Stored entries:
[Start of section]
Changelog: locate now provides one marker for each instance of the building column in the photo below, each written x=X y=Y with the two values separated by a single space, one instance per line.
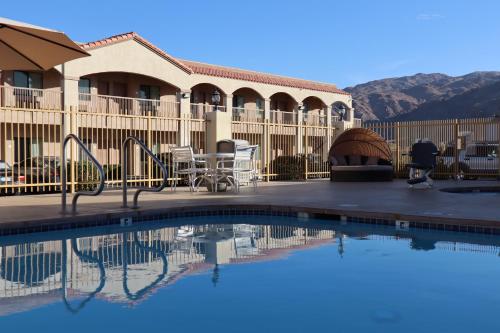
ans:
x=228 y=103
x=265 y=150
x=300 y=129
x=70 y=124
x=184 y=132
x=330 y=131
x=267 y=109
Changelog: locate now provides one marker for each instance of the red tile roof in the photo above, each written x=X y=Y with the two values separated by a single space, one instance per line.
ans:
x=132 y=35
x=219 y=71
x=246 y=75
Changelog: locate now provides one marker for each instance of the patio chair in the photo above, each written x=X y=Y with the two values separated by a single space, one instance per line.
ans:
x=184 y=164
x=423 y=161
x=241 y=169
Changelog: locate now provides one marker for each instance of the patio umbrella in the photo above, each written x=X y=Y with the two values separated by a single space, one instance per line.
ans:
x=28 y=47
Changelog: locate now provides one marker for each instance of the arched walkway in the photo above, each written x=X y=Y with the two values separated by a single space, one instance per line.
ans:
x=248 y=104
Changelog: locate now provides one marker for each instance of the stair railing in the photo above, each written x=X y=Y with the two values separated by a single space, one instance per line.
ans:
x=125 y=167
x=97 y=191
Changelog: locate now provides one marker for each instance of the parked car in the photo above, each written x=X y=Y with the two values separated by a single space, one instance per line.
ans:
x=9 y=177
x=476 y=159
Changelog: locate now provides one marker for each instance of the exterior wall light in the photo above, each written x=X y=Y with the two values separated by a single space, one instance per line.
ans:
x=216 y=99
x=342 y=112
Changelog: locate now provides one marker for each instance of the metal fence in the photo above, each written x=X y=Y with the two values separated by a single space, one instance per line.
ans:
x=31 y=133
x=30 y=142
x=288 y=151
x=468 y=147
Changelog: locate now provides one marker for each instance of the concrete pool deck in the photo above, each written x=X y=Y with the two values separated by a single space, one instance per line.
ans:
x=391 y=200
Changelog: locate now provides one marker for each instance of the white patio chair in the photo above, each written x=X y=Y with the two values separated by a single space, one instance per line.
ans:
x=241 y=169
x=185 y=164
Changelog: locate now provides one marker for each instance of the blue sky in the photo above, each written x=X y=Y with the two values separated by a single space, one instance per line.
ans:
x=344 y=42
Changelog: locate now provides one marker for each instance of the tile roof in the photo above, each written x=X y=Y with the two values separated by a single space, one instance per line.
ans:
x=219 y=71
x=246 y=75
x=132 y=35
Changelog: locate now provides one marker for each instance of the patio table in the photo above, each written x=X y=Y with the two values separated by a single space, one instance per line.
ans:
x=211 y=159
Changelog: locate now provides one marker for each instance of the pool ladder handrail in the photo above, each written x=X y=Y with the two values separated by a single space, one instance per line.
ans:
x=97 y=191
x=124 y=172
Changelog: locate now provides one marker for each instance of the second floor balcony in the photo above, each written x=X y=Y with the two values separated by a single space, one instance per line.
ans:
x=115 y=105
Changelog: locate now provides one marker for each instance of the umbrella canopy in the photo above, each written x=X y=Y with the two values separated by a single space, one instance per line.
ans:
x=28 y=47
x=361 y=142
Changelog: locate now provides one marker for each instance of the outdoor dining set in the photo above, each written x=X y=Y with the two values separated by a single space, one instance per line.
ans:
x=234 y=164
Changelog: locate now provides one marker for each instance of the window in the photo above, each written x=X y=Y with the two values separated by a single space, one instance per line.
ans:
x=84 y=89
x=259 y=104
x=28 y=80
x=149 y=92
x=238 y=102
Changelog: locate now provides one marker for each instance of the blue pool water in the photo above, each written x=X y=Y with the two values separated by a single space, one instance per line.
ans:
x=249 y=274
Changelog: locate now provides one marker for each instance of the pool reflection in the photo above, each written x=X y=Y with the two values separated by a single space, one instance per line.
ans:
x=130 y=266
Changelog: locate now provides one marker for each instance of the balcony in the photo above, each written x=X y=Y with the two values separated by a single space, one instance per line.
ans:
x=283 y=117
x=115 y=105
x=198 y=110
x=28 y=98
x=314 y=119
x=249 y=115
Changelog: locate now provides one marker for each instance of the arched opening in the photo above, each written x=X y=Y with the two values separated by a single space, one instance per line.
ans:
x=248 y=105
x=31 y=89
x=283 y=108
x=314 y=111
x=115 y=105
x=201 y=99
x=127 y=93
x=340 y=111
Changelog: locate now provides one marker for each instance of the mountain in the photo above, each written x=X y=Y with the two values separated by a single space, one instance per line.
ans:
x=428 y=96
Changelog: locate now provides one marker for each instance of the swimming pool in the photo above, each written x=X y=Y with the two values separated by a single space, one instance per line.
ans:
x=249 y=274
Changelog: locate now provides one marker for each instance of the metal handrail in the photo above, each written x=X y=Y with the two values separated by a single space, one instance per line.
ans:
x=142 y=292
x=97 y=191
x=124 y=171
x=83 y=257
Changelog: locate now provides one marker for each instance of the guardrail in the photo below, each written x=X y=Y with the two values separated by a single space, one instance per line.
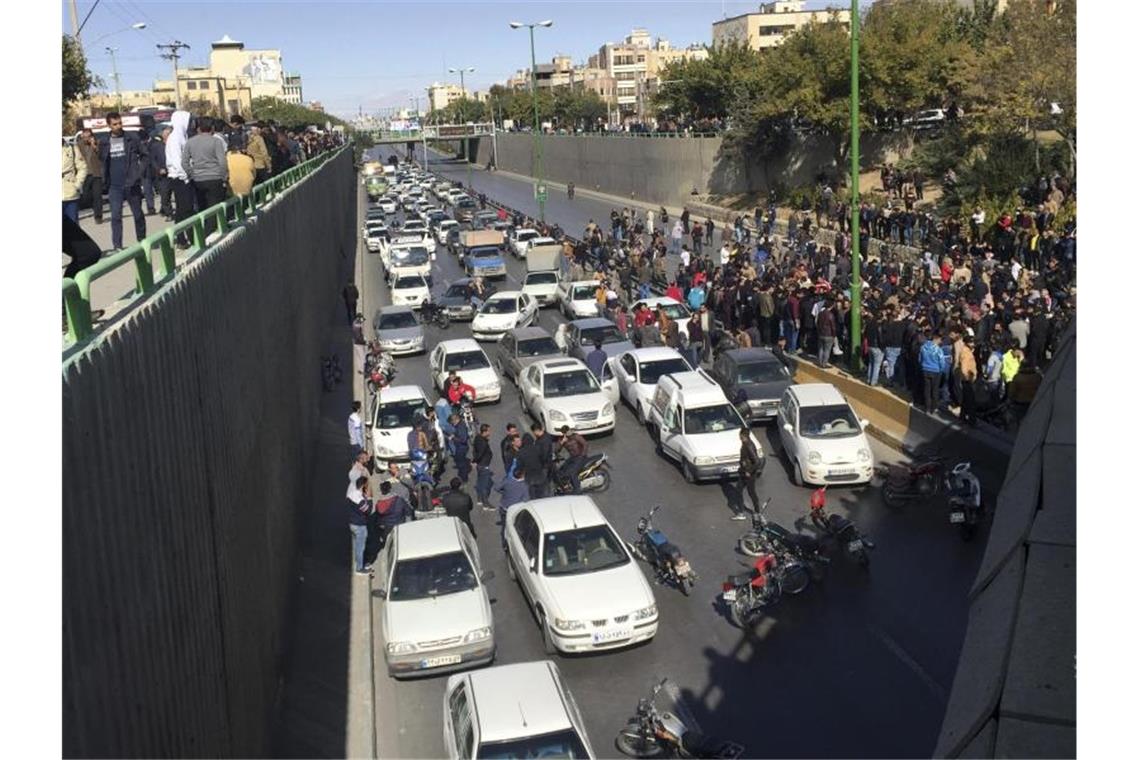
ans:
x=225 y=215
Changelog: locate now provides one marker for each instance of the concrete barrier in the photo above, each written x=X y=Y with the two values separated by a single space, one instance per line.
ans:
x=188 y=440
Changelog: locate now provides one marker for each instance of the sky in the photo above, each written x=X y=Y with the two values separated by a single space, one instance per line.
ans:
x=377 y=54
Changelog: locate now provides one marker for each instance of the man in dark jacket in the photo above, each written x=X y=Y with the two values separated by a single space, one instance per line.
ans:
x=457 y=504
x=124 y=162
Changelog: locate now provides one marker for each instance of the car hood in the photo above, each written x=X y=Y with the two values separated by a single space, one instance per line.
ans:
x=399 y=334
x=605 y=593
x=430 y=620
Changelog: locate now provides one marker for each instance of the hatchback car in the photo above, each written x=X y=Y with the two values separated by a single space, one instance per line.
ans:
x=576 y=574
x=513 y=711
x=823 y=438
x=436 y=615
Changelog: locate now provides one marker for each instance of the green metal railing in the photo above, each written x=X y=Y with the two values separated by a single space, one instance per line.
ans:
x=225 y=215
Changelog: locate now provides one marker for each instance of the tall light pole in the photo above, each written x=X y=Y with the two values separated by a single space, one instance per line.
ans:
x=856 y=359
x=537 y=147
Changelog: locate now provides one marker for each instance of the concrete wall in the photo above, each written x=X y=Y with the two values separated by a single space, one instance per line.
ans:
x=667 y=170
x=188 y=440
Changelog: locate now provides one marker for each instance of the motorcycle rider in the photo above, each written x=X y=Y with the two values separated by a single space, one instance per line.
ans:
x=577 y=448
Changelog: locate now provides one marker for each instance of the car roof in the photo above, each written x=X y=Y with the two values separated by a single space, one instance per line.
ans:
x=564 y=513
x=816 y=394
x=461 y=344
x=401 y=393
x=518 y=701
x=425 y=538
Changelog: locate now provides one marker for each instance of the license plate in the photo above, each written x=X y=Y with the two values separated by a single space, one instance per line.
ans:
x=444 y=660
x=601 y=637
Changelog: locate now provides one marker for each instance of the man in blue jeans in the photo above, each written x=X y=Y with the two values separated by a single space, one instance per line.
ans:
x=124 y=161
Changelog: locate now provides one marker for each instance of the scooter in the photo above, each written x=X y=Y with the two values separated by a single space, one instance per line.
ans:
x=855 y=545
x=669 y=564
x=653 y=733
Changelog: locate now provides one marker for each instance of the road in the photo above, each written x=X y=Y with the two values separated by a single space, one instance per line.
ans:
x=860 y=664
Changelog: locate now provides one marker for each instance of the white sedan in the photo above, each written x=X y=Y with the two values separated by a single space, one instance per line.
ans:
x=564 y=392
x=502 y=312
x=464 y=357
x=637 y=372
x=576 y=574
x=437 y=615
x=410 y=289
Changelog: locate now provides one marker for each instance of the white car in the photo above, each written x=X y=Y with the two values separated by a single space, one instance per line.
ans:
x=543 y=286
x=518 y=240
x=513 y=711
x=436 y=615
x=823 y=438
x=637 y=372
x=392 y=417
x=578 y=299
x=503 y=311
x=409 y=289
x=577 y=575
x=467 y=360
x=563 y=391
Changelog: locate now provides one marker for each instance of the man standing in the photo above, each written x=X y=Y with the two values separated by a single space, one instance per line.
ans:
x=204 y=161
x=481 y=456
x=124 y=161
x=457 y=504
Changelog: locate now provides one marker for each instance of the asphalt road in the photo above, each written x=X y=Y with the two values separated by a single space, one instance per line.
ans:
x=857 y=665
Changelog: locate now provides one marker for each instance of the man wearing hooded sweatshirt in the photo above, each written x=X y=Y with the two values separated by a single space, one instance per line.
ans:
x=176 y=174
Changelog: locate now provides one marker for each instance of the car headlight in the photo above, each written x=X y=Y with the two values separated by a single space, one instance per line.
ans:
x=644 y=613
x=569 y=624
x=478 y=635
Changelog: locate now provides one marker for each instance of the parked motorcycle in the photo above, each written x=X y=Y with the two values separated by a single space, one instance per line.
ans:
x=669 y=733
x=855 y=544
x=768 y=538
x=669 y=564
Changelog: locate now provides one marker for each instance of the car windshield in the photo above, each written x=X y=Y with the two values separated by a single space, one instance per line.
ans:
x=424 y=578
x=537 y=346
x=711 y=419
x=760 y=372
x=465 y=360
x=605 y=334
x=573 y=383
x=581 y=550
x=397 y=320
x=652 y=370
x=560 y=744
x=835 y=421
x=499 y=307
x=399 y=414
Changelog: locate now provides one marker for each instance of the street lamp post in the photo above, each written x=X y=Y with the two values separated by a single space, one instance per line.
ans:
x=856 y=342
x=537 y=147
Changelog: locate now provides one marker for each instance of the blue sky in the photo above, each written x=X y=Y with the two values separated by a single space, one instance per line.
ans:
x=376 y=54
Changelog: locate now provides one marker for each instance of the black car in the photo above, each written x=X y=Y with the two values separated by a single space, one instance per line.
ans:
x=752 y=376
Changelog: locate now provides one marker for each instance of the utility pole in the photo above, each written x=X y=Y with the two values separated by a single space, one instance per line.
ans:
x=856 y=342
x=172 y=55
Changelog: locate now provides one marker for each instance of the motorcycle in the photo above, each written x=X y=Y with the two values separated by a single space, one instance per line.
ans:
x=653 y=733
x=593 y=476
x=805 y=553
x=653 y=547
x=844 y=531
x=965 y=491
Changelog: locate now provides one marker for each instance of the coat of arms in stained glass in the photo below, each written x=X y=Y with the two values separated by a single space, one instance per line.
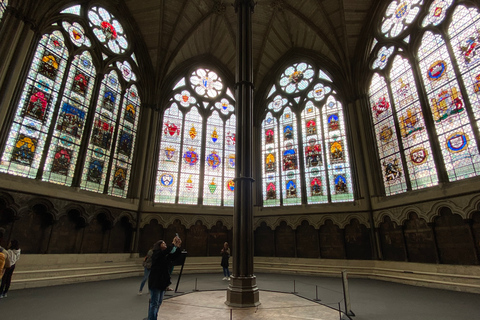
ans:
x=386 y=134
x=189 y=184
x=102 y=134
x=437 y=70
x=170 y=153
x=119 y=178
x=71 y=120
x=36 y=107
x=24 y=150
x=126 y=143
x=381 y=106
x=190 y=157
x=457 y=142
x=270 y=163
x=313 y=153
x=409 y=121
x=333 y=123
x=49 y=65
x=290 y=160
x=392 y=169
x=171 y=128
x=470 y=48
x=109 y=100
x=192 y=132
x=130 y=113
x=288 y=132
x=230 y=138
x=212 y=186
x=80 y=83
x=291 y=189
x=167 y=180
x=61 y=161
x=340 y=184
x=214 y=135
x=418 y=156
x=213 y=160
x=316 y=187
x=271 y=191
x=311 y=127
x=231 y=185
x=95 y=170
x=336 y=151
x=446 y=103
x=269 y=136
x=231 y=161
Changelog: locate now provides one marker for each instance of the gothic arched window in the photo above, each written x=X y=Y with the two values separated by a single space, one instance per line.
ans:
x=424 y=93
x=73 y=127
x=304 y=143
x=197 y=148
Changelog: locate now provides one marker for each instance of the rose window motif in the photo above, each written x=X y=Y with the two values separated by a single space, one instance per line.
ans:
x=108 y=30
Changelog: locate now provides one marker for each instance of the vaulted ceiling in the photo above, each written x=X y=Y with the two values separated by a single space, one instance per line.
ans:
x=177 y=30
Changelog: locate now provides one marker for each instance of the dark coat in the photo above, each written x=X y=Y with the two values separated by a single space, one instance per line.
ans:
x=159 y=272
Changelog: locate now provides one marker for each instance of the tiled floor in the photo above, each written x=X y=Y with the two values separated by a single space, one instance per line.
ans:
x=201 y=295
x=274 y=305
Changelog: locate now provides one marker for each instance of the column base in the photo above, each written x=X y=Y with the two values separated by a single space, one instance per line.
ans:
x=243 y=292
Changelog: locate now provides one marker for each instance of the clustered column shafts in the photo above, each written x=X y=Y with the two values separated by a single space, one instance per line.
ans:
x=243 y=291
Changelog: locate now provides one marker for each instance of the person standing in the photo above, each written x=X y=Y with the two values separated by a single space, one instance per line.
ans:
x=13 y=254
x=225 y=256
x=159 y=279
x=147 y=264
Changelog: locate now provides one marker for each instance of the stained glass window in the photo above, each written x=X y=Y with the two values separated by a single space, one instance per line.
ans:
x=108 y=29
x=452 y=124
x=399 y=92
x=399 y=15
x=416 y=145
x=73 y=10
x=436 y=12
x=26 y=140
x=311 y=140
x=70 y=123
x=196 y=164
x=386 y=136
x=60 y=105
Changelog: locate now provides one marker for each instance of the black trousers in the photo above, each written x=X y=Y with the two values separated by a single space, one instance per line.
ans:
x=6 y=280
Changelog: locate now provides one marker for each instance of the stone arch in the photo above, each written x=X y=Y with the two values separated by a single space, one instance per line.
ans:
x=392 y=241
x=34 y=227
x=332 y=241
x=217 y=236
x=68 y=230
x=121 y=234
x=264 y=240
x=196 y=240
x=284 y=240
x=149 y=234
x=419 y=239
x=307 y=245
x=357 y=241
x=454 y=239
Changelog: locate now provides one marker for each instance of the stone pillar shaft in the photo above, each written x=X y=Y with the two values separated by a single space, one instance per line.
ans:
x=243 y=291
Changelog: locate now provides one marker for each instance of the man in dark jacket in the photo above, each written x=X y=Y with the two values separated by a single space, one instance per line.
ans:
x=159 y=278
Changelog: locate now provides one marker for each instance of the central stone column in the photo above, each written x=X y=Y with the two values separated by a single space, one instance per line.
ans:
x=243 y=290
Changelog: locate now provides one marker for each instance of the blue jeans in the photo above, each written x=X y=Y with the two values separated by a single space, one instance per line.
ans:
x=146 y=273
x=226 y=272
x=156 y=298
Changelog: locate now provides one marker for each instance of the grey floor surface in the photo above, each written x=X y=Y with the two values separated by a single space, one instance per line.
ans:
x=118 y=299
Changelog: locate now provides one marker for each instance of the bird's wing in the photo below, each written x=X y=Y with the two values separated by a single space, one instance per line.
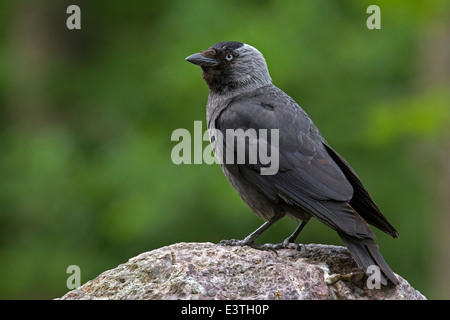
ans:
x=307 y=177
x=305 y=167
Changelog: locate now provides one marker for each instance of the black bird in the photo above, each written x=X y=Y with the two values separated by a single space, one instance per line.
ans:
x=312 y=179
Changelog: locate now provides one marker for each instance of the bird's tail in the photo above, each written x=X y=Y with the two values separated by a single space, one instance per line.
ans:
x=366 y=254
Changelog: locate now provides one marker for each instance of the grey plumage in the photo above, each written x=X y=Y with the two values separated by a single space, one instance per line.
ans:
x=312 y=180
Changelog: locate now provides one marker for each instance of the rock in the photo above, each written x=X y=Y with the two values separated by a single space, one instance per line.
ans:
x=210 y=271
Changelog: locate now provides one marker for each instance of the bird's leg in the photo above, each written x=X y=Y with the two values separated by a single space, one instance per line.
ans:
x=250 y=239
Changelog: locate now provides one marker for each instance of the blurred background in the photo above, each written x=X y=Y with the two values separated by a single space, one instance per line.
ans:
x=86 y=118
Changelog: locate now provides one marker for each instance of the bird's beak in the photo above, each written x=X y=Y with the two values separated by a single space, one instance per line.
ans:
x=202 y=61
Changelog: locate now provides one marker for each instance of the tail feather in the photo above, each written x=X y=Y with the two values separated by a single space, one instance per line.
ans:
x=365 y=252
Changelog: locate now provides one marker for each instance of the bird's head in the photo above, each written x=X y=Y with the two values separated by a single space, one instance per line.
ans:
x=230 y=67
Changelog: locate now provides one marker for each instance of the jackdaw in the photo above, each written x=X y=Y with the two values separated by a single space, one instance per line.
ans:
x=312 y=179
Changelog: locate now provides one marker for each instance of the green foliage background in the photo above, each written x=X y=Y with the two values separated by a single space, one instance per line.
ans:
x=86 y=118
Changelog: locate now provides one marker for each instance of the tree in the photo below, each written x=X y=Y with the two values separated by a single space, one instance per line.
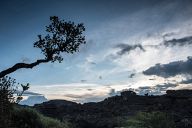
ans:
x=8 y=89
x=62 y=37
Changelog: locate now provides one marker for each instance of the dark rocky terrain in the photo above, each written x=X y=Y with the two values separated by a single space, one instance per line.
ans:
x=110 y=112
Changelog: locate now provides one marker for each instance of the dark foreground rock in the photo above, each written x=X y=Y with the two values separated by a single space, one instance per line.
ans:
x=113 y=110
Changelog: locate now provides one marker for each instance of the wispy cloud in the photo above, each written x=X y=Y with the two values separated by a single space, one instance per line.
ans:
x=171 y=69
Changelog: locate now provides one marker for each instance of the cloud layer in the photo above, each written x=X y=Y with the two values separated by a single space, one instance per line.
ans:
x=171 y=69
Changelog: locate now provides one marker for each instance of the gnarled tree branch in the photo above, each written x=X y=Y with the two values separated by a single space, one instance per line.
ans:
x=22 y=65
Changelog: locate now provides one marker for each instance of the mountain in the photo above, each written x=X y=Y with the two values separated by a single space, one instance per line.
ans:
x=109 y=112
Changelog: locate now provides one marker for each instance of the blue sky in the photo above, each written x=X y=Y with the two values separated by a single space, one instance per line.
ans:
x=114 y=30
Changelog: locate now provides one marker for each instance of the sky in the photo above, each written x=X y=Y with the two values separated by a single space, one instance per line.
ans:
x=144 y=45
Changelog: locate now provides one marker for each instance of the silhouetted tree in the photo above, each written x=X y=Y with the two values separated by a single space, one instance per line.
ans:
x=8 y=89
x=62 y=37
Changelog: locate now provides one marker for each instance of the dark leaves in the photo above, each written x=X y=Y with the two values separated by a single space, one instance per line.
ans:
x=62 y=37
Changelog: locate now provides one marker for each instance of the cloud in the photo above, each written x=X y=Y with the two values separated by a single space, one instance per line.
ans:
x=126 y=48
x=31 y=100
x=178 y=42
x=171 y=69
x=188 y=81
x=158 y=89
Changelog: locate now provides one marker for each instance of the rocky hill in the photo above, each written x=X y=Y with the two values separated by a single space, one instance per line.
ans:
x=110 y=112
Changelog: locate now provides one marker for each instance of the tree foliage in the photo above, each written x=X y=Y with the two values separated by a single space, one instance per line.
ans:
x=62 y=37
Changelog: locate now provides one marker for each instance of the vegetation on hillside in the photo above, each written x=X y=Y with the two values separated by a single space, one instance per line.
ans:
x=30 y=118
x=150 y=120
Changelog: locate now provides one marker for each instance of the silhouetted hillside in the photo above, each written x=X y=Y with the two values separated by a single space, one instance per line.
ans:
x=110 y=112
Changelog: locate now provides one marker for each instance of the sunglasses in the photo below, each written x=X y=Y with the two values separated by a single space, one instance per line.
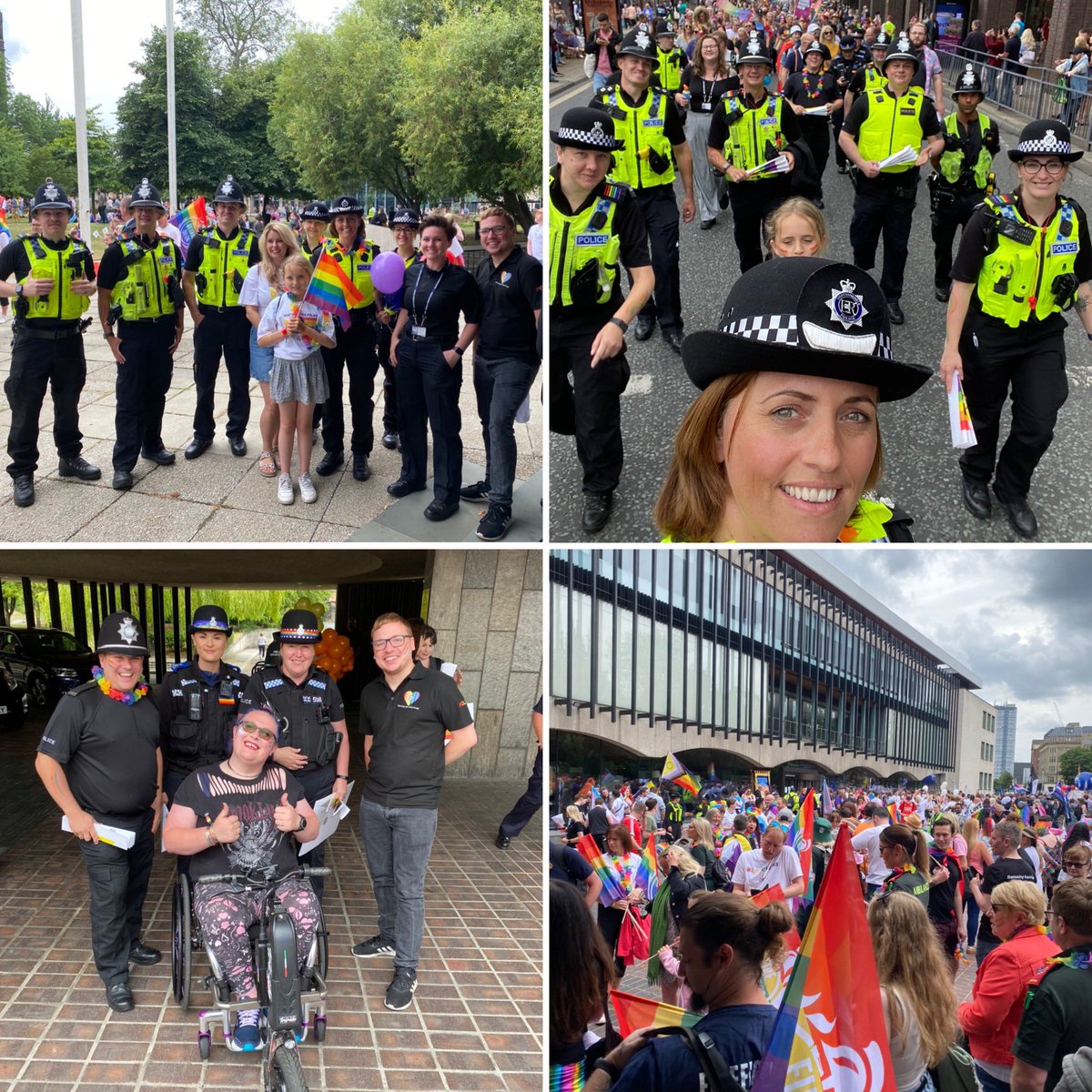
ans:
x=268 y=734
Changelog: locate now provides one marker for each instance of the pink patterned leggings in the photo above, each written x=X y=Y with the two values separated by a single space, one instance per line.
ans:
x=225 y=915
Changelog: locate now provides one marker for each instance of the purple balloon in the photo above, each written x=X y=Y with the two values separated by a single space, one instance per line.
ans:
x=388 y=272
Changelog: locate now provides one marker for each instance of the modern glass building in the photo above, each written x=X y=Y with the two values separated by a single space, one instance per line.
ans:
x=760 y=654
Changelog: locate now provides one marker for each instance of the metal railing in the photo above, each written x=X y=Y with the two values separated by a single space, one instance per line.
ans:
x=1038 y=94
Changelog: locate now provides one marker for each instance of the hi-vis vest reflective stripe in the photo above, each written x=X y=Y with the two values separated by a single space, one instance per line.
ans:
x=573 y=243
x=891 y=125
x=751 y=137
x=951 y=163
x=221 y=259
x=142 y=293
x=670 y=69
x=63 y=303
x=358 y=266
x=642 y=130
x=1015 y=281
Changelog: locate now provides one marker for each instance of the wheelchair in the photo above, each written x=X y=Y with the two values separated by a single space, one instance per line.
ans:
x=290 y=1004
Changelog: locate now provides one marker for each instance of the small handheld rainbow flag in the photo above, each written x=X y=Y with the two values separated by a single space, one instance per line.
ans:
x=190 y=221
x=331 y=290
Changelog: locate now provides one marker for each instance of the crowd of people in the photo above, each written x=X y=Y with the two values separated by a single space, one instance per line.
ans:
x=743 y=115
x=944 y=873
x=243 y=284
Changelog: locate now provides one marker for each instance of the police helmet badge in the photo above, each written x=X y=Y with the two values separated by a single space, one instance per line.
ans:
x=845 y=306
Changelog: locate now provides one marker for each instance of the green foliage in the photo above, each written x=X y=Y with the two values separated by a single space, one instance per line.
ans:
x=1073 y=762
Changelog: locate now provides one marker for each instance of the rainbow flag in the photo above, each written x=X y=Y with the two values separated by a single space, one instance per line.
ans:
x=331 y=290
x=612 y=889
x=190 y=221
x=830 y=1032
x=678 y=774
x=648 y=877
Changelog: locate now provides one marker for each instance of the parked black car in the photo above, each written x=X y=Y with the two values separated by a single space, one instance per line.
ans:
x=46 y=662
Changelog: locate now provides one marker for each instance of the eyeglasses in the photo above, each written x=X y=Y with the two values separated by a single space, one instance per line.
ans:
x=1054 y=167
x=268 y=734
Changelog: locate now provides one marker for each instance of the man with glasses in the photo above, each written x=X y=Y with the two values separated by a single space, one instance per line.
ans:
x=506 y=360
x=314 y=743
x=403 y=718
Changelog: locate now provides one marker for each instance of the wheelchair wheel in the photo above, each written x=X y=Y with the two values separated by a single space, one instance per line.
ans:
[End of section]
▶ **The problem**
Filter the data down to the lines that contain the string "coat", and copy them.

▶ **Answer section**
Changelog: locate now provides one marker for each instance of the coat of arms in stained glass in the photo below, each written x=X y=Y with the two values separated by a single space, one instance per line.
Changelog: locate now provides one marker for each instance of the dark coat in the photo above, each written x=X y=Y with the two values separated by a single space, one instance per line.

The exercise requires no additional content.